BEGIN Input

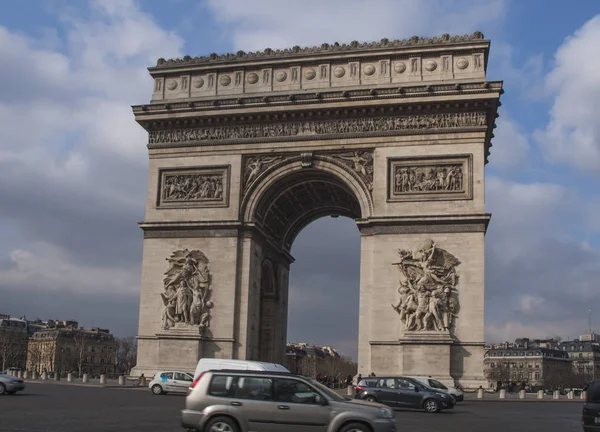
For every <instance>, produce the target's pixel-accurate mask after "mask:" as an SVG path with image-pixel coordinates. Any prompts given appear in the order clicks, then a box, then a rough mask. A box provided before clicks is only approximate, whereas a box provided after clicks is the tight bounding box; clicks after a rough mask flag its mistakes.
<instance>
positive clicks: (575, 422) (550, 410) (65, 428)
mask: <svg viewBox="0 0 600 432" xmlns="http://www.w3.org/2000/svg"><path fill="white" fill-rule="evenodd" d="M184 403H185V396H183V395H164V396H155V395H153V394H151V392H150V390H147V389H109V388H100V387H80V386H71V385H58V384H28V386H27V388H26V390H25V392H24V393H21V394H17V395H12V396H2V397H0V431H3V432H25V431H29V432H42V431H43V432H75V431H77V432H79V431H92V432H100V431H108V430H110V431H117V432H121V431H138V430H140V431H141V430H143V431H144V432H153V431H156V432H158V431H160V432H171V431H177V432H179V431H181V430H182V429H181V426H180V411H181V409H182V408H183V406H184ZM581 408H582V404H581V403H576V402H575V403H574V402H559V403H556V402H516V401H515V402H493V401H489V402H485V401H482V402H475V401H473V402H463V403H459V404H458V405H456V407H455V408H454V409H453V410H447V411H443V412H441V413H439V414H428V413H426V412H424V411H422V410H408V409H402V410H396V411H395V414H396V419H397V423H398V430H414V431H419V432H438V431H440V430H443V431H448V432H455V431H456V432H465V428H469V427H470V428H472V429H473V430H485V431H486V432H487V431H490V432H500V431H502V432H504V431H511V432H512V431H516V432H519V431H527V432H537V431H540V432H541V431H544V432H553V431H557V432H559V431H561V432H563V431H580V430H581V424H580V418H581V417H580V416H581Z"/></svg>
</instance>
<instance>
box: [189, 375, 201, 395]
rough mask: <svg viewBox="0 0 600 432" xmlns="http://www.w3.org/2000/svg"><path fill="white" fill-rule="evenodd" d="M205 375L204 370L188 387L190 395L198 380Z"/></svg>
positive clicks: (198, 375)
mask: <svg viewBox="0 0 600 432" xmlns="http://www.w3.org/2000/svg"><path fill="white" fill-rule="evenodd" d="M203 375H204V372H202V373H201V374H200V375H198V378H196V379H195V380H194V381H193V382H192V384H191V385H190V386H189V387H188V393H187V394H188V395H189V394H190V393H191V392H192V390H194V387H196V384H198V382H199V381H200V380H201V379H202V376H203Z"/></svg>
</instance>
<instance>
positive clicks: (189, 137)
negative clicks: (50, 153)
mask: <svg viewBox="0 0 600 432" xmlns="http://www.w3.org/2000/svg"><path fill="white" fill-rule="evenodd" d="M486 125H487V117H486V114H485V113H484V112H467V113H448V114H423V115H409V116H396V117H359V118H346V119H339V120H316V121H289V122H272V123H263V124H244V125H238V126H218V127H213V126H208V127H202V128H188V129H167V130H155V131H150V133H149V147H160V146H161V145H169V144H188V145H194V144H196V145H198V144H200V145H202V144H206V143H210V142H223V141H244V140H257V139H260V140H265V139H278V138H303V139H314V138H315V136H319V137H324V136H327V135H332V136H338V135H339V136H345V135H362V134H372V135H386V134H393V133H395V132H405V131H412V130H414V131H421V132H428V133H429V132H433V131H437V130H439V129H456V128H485V127H486Z"/></svg>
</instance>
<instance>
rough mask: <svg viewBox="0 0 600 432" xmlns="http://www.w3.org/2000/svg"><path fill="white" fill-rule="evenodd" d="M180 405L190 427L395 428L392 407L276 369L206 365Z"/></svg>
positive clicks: (316, 428)
mask: <svg viewBox="0 0 600 432" xmlns="http://www.w3.org/2000/svg"><path fill="white" fill-rule="evenodd" d="M185 408H186V409H184V410H182V411H181V425H182V427H183V428H184V429H186V430H187V431H202V432H248V431H253V432H275V431H289V432H300V431H302V432H311V431H314V432H316V431H319V432H321V431H322V432H351V431H352V432H395V431H396V419H395V417H394V413H393V412H392V410H390V409H389V408H388V407H386V406H384V405H381V404H377V403H370V402H365V401H359V400H355V399H354V400H348V399H346V398H344V397H342V396H340V395H338V394H337V393H335V392H333V391H331V390H330V389H328V388H327V387H325V386H323V385H322V384H320V383H318V382H317V381H315V380H313V379H311V378H307V377H303V376H300V375H294V374H290V373H278V372H258V371H257V372H254V371H252V372H251V371H239V370H231V371H230V370H227V371H225V370H218V371H208V372H204V373H202V374H200V376H198V377H196V378H195V379H194V382H193V383H192V385H191V386H190V388H189V391H188V396H187V398H186V401H185Z"/></svg>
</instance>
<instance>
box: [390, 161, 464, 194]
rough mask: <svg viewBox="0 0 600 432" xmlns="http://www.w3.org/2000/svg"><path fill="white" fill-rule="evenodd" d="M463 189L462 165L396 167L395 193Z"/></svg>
mask: <svg viewBox="0 0 600 432" xmlns="http://www.w3.org/2000/svg"><path fill="white" fill-rule="evenodd" d="M462 190H463V168H462V165H440V166H424V167H396V173H395V182H394V192H395V193H407V192H409V193H410V192H430V191H462Z"/></svg>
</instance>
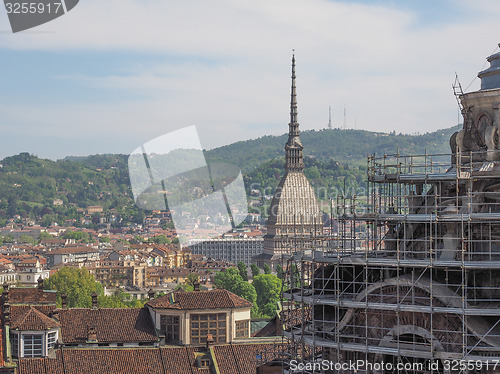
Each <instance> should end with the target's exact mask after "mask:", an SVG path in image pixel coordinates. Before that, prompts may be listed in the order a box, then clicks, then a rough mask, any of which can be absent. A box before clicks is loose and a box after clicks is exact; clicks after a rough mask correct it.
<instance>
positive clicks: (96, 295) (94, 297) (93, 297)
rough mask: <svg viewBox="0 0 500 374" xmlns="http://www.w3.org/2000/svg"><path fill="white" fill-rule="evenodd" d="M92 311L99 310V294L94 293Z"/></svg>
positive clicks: (92, 292)
mask: <svg viewBox="0 0 500 374" xmlns="http://www.w3.org/2000/svg"><path fill="white" fill-rule="evenodd" d="M91 296H92V309H97V294H96V293H95V291H94V292H92V295H91Z"/></svg>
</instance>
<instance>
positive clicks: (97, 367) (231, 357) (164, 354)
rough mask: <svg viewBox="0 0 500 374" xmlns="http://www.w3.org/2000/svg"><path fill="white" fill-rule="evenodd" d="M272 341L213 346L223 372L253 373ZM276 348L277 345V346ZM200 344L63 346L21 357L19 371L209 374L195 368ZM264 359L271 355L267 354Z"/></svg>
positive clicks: (215, 356)
mask: <svg viewBox="0 0 500 374" xmlns="http://www.w3.org/2000/svg"><path fill="white" fill-rule="evenodd" d="M269 346H271V344H267V343H264V344H236V345H222V346H217V345H216V346H214V353H215V357H216V360H217V363H218V365H219V369H220V373H222V374H233V373H234V374H253V373H255V370H256V366H257V364H258V363H259V362H258V360H257V358H256V355H257V353H262V352H263V351H264V350H265V349H266V347H269ZM278 348H279V347H278ZM203 353H206V354H208V352H206V350H205V348H203V347H162V348H113V349H108V348H99V349H86V348H83V349H82V348H64V349H57V350H56V358H38V359H36V358H29V359H26V358H21V359H19V361H18V368H19V370H18V374H63V373H64V374H82V373H85V374H102V373H106V374H123V373H130V372H132V373H134V374H205V373H206V374H209V373H210V370H209V369H201V368H198V366H197V364H196V355H197V354H203ZM267 356H268V357H266V358H267V359H272V358H273V357H271V356H269V355H267Z"/></svg>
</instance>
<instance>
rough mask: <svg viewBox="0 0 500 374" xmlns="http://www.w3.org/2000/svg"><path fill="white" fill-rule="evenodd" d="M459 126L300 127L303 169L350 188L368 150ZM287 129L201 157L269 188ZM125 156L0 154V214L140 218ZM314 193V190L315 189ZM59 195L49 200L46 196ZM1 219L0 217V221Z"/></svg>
mask: <svg viewBox="0 0 500 374" xmlns="http://www.w3.org/2000/svg"><path fill="white" fill-rule="evenodd" d="M459 129H460V126H455V127H452V128H448V129H442V130H438V131H435V132H432V133H426V134H423V135H402V134H395V133H391V134H385V133H375V132H369V131H364V130H341V129H325V130H319V131H315V130H311V131H304V132H302V133H301V135H300V136H301V139H302V143H303V144H304V154H305V157H304V161H305V164H306V170H305V173H306V176H307V177H308V178H309V180H310V181H311V183H312V184H313V186H314V187H315V188H316V191H323V192H322V193H324V196H318V197H319V198H321V199H328V198H331V195H332V192H331V191H338V190H339V189H341V188H342V186H343V185H347V186H349V187H350V188H351V189H356V188H362V187H364V186H365V183H366V156H367V155H369V154H374V153H375V154H378V155H382V154H385V153H387V154H392V153H396V152H397V151H399V153H400V154H402V155H404V154H424V153H427V154H436V153H449V152H450V148H449V138H450V136H451V135H452V134H453V133H454V132H455V131H457V130H459ZM286 140H287V134H283V135H281V136H264V137H261V138H258V139H253V140H246V141H240V142H236V143H233V144H230V145H227V146H223V147H219V148H215V149H212V150H208V151H206V152H205V155H206V159H207V161H208V162H209V163H214V162H220V163H230V164H235V165H237V166H239V167H240V169H241V170H242V172H243V174H244V180H245V185H246V188H247V193H248V194H249V195H250V193H251V190H260V191H261V192H262V194H263V195H264V194H265V195H269V194H272V193H273V191H274V188H275V187H276V185H277V183H278V181H279V179H280V178H281V176H282V175H283V173H284V155H285V152H284V145H285V143H286ZM127 161H128V155H124V154H101V155H92V156H84V157H81V156H68V157H66V158H64V159H62V160H58V161H52V160H45V159H41V158H38V157H36V156H33V155H30V154H29V153H21V154H19V155H16V156H11V157H6V158H5V159H3V160H2V161H0V164H1V165H0V220H2V219H6V218H10V217H12V216H13V215H16V214H19V215H20V216H21V217H23V216H24V217H34V218H36V217H45V216H46V217H45V218H46V219H45V221H44V223H45V224H48V223H50V221H56V222H63V221H64V220H66V219H77V218H79V217H81V214H80V213H78V211H79V209H85V208H86V207H87V206H89V205H101V206H103V208H104V209H109V208H115V209H117V210H118V214H120V216H121V218H122V219H123V220H124V221H126V222H140V221H141V218H142V217H143V215H144V212H143V211H140V210H139V209H138V208H137V207H135V204H134V201H133V198H132V193H131V188H130V182H129V177H128V165H127ZM317 193H318V195H319V194H320V193H319V192H317ZM55 200H61V202H62V205H60V206H57V205H56V204H55V203H54V201H55ZM0 222H1V221H0Z"/></svg>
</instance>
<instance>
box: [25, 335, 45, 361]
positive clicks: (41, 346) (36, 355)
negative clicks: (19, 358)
mask: <svg viewBox="0 0 500 374" xmlns="http://www.w3.org/2000/svg"><path fill="white" fill-rule="evenodd" d="M42 336H43V335H23V344H24V346H23V348H24V355H23V357H42Z"/></svg>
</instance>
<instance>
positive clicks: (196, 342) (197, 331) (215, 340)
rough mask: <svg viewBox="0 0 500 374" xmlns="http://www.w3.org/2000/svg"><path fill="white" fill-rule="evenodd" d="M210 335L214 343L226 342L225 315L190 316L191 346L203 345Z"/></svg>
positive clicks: (222, 342)
mask: <svg viewBox="0 0 500 374" xmlns="http://www.w3.org/2000/svg"><path fill="white" fill-rule="evenodd" d="M208 334H212V337H213V339H214V342H215V343H225V342H226V314H225V313H218V314H192V315H191V344H203V343H206V341H207V335H208Z"/></svg>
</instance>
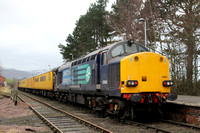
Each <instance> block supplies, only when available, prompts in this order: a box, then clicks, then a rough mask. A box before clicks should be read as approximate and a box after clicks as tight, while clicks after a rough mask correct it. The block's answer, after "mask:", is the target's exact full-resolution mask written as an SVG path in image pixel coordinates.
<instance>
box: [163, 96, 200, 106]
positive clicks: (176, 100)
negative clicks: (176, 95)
mask: <svg viewBox="0 0 200 133" xmlns="http://www.w3.org/2000/svg"><path fill="white" fill-rule="evenodd" d="M167 102H168V103H174V104H180V105H186V106H195V107H200V96H188V95H178V98H177V99H176V100H175V101H167Z"/></svg>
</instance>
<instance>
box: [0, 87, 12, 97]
mask: <svg viewBox="0 0 200 133" xmlns="http://www.w3.org/2000/svg"><path fill="white" fill-rule="evenodd" d="M3 95H11V89H10V87H1V88H0V99H1V98H3Z"/></svg>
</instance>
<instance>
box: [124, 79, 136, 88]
mask: <svg viewBox="0 0 200 133" xmlns="http://www.w3.org/2000/svg"><path fill="white" fill-rule="evenodd" d="M126 86H128V87H136V86H138V81H137V80H128V81H127V82H126Z"/></svg>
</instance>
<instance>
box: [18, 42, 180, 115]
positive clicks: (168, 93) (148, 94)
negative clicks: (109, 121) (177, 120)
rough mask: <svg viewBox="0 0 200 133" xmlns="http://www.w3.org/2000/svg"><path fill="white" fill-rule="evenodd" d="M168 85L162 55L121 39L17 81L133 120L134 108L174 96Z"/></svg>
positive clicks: (163, 60)
mask: <svg viewBox="0 0 200 133" xmlns="http://www.w3.org/2000/svg"><path fill="white" fill-rule="evenodd" d="M172 85H173V82H172V81H171V80H170V73H169V61H168V59H167V58H166V57H164V56H162V55H160V54H157V53H153V52H149V51H148V49H147V48H146V47H144V46H143V45H141V44H139V43H136V42H134V41H133V40H127V41H121V42H117V43H114V44H110V45H108V46H106V47H104V48H102V49H98V50H96V51H94V52H91V53H89V54H87V55H85V56H82V57H80V58H78V59H75V60H72V61H70V62H67V63H65V64H63V65H62V66H60V67H58V68H56V69H54V70H52V71H50V72H47V73H44V74H41V75H38V76H34V77H31V78H28V79H25V80H22V81H20V83H19V89H21V90H26V91H30V92H35V93H40V94H42V95H44V96H50V95H51V96H52V97H55V98H57V99H59V100H62V101H64V102H67V101H68V102H75V103H79V104H85V105H87V106H89V107H91V108H93V109H94V110H102V111H106V112H109V113H112V114H118V115H120V116H121V118H124V117H130V118H132V119H133V118H134V117H135V115H136V113H135V112H137V110H141V109H147V108H146V107H148V108H149V107H159V106H160V105H162V103H163V102H166V100H167V99H168V100H175V99H176V98H177V96H176V94H173V93H170V87H171V86H172ZM147 105H148V106H147ZM151 105H152V106H151Z"/></svg>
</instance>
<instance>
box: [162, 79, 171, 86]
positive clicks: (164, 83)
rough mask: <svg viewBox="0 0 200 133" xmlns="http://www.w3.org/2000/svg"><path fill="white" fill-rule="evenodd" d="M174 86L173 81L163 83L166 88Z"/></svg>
mask: <svg viewBox="0 0 200 133" xmlns="http://www.w3.org/2000/svg"><path fill="white" fill-rule="evenodd" d="M172 85H173V81H171V80H165V81H163V86H165V87H168V86H172Z"/></svg>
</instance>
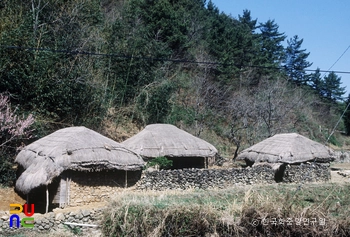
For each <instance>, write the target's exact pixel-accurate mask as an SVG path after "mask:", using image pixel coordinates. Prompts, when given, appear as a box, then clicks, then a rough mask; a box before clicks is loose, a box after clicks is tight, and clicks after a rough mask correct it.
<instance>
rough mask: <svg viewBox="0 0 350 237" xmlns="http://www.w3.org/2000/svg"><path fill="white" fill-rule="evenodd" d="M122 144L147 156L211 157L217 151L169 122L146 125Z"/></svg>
mask: <svg viewBox="0 0 350 237" xmlns="http://www.w3.org/2000/svg"><path fill="white" fill-rule="evenodd" d="M122 144H123V145H125V146H126V147H128V148H130V149H132V150H134V151H136V152H137V153H139V154H140V155H142V156H144V157H148V158H153V157H159V156H167V157H213V156H215V154H216V153H217V150H216V148H215V147H214V146H213V145H211V144H210V143H208V142H206V141H204V140H202V139H200V138H198V137H195V136H193V135H191V134H189V133H187V132H185V131H183V130H181V129H179V128H177V127H175V126H174V125H170V124H152V125H148V126H146V127H145V128H144V129H143V130H142V131H141V132H139V133H138V134H136V135H135V136H133V137H131V138H129V139H127V140H125V141H124V142H122Z"/></svg>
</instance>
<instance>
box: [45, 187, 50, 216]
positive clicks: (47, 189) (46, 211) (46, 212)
mask: <svg viewBox="0 0 350 237" xmlns="http://www.w3.org/2000/svg"><path fill="white" fill-rule="evenodd" d="M48 212H49V188H48V185H46V211H45V213H48Z"/></svg>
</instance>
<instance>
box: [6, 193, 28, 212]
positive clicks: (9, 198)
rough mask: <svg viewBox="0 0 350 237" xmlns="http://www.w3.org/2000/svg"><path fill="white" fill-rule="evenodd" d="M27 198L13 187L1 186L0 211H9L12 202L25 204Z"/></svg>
mask: <svg viewBox="0 0 350 237" xmlns="http://www.w3.org/2000/svg"><path fill="white" fill-rule="evenodd" d="M25 202H26V201H25V200H24V199H22V198H21V197H20V196H18V194H17V193H15V192H14V190H13V188H0V211H9V210H10V204H11V203H19V204H22V205H23V204H25Z"/></svg>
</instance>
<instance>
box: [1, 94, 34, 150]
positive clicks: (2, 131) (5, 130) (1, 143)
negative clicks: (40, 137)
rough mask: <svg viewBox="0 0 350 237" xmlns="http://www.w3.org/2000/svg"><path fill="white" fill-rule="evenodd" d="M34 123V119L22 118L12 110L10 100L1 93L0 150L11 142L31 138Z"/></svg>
mask: <svg viewBox="0 0 350 237" xmlns="http://www.w3.org/2000/svg"><path fill="white" fill-rule="evenodd" d="M33 123H34V117H33V115H32V114H29V115H28V117H26V118H25V117H24V116H22V117H20V116H18V115H17V114H16V110H12V109H11V104H10V99H9V97H8V96H7V95H5V94H4V93H0V150H2V148H3V147H4V146H6V145H7V144H9V143H10V142H13V141H15V140H18V139H27V138H30V136H31V132H32V130H31V129H30V126H31V125H32V124H33Z"/></svg>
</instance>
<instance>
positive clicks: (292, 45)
mask: <svg viewBox="0 0 350 237" xmlns="http://www.w3.org/2000/svg"><path fill="white" fill-rule="evenodd" d="M287 43H288V46H287V48H286V55H285V65H284V67H285V69H286V73H287V75H288V77H289V79H290V80H292V81H294V82H295V83H296V84H297V85H302V84H303V85H306V84H307V82H308V81H309V75H307V74H306V72H305V69H306V68H308V67H310V66H311V65H312V63H309V62H308V61H307V57H308V56H309V55H310V53H305V51H306V49H301V45H302V43H303V39H300V40H299V38H298V36H297V35H295V36H294V37H293V38H291V39H289V40H288V41H287Z"/></svg>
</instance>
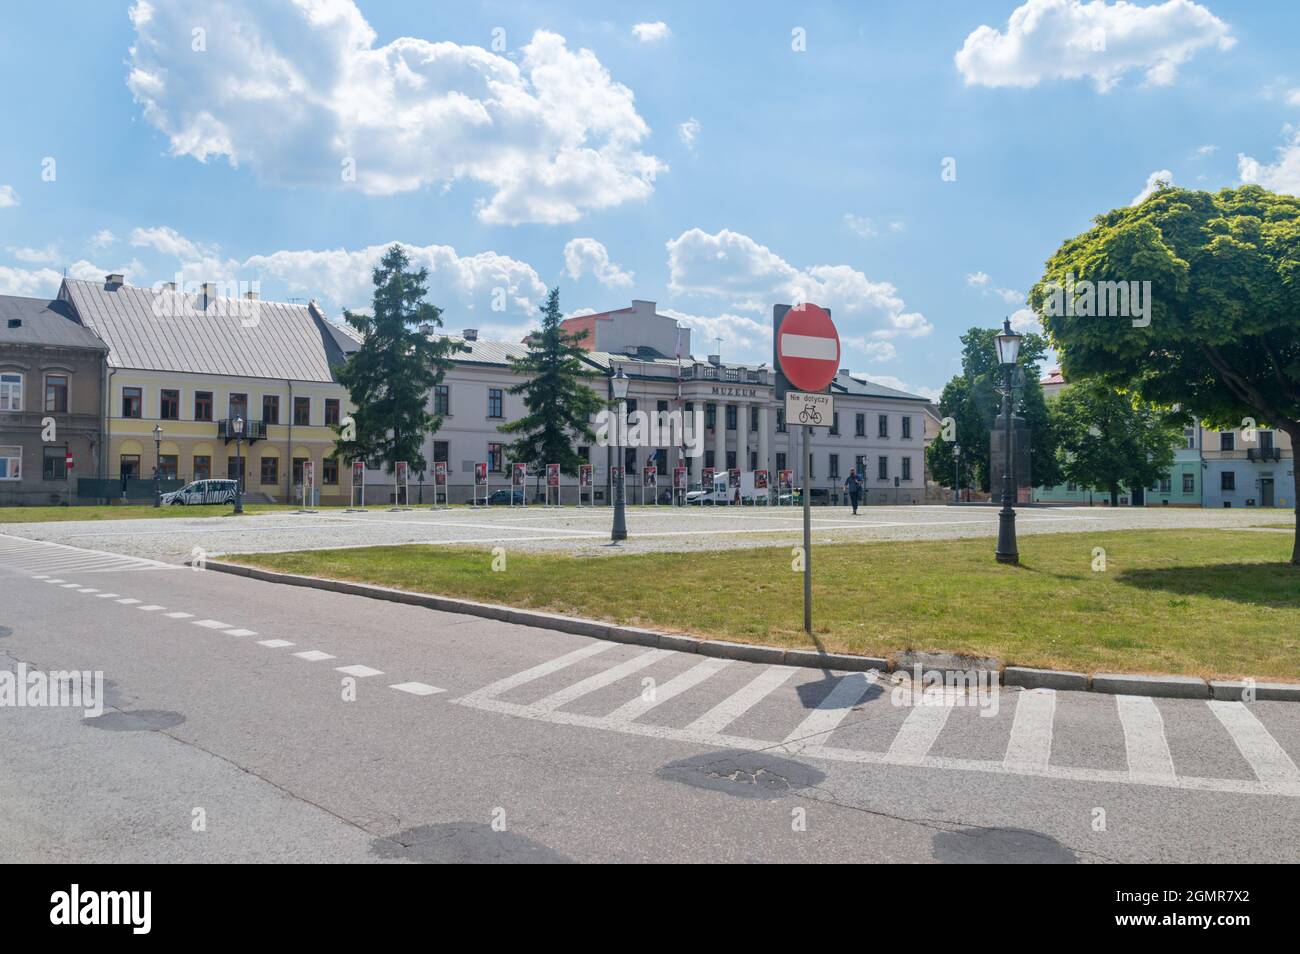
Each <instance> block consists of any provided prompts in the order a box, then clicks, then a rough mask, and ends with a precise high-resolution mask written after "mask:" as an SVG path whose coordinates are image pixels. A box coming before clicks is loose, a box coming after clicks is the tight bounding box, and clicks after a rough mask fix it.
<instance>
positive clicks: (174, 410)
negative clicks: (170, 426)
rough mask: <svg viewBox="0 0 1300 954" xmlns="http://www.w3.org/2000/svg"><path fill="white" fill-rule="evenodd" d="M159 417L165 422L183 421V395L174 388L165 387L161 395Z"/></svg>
mask: <svg viewBox="0 0 1300 954" xmlns="http://www.w3.org/2000/svg"><path fill="white" fill-rule="evenodd" d="M159 417H161V419H162V420H164V421H179V420H181V393H179V391H178V390H175V389H174V387H164V389H162V391H161V393H160V396H159Z"/></svg>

END Input

What this task involves — How many lines in the items above contain the word "appear", with case counting? Reply with the number only.

Answer section — 2